# TAREFA A:
No texto sobre as transformações da advocacia, qual escritório foi o primeiro a abrir seu capital na bolsa de valores da Austrália?
# TAREFA B:
Por favor, transcreva literalmente o texto sobre as transformações da advocacia, desde "A tendência de transformar" até "21% em 2009-2010.".

# TEXTO FORNECIDO:
Transformações da advocacia

Já foi mencionado neste blog que, na economia de mercado, pode-se perceber uma relação entre advocacia e desenvolvimento (ver aqui). Além disso, vale a pena registrar que a advocacia vem passando por transformações importantes, que talvez tenham sido apenas um pouco desaceleradas com a crise financeira de 2008. Elas certamente tenderão a retomar impulso à medida que o crescimento das economias do Norte global ganhe fôlego. Entre essas transformações estão as reformas de marcos legais da profissão, que aproximam o exercício da advocacia de uma atividade puramente econômica, ampliando a tendência de que os direitos subjetivos sejam tratados como mercadoria.

Nesse sentido, países como a Inglaterra e a Austrália se empenharam nos anos recentes em mudar a disciplina legal da advocacia para que as bancas de advogados possam passar a existir como empreendimentos plenamente comerciais (sociedades anônimas de capital aberto) – sem preocupação primordial de pôr a profissão a serviço de valores morais ou ideais de justiça, tais como direitos inalienáveis ou direitos humanos. A lei inglesa chamada Legal Services Act, de 2007, permite que, a partir de 2011, escritórios de advocacia adotem “formatos comerciais alternativos” (alternative business structures). Nesses formatos institucionais alternativos, as firmas de advocacia poderão (a depender de discussões em curso) ser adquiridas e economicamente controladas por quaisquer pessoas, mesmo não sendo advogados, que nelas invistam seu capital. Ver uma análise aqui, com o subtítulo: “O fim do mundo como o conhecemos”.

A tendência de transformar “causas” (ou direitos subjetivos sub judice) em interesses puramente comerciais já ocorre em muitos países. Nos Estados Unidos, por exemplo, não é incomum que as “causas” judiciais se tornem plenamente investimentos comerciais (ver aqui). Assim, fundos de investimentos fazem aportes de capital em bancas de advogados para obter parte dos rendimentos daí resultantes (ver também aqui). [Atualização 16-nov.-2010: Ver mais informações aqui.]

E, na Austrália, uma banca de advogados, a Slater & Gordon, tornou-se o primeiro escritório de advocacia a transformar-se, de fato e de direito, em uma sociedade de capital aberto, com ações transacionadas na Bolsa de Valores daquele país, a Australian Securities Exchange – ASX (ver aqui). Segundo informações, com a abertura de seu capital, a Slater & Gordon aumentou seu faturamento em 21% em 2009-2010.

# TRECHO DA LISTAGEM:

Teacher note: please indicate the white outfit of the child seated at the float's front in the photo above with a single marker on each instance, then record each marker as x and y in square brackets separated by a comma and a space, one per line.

# RESPOSTA A:
A Slater & Gordon.

# RESPOSTA B:
A tendência de transformar “causas” (ou direitos subjetivos sub judice) em interesses puramente comerciais já ocorre em muitos países. Nos Estados Unidos, por exemplo, não é incomum que as “causas” judiciais se tornem plenamente investimentos comerciais (ver aqui). Assim, fundos de investimentos fazem aportes de capital em bancas de advogados para obter parte dos rendimentos daí resultantes (ver também aqui). [Atualização 16-nov.-2010: Ver mais informações aqui.]

E, na Austrália, uma banca de advogados, a Slater & Gordon, tornou-se o primeiro escritório de advocacia a transformar-se, de fato e de direito, em uma sociedade de capital aberto, com ações transacionadas na Bolsa de Valores daquele país, a Australian Securities Exchange – ASX (ver aqui). Segundo informações, com a abertura de seu capital, a Slater & Gordon aumentou seu faturamento em 21% em 2009-2010.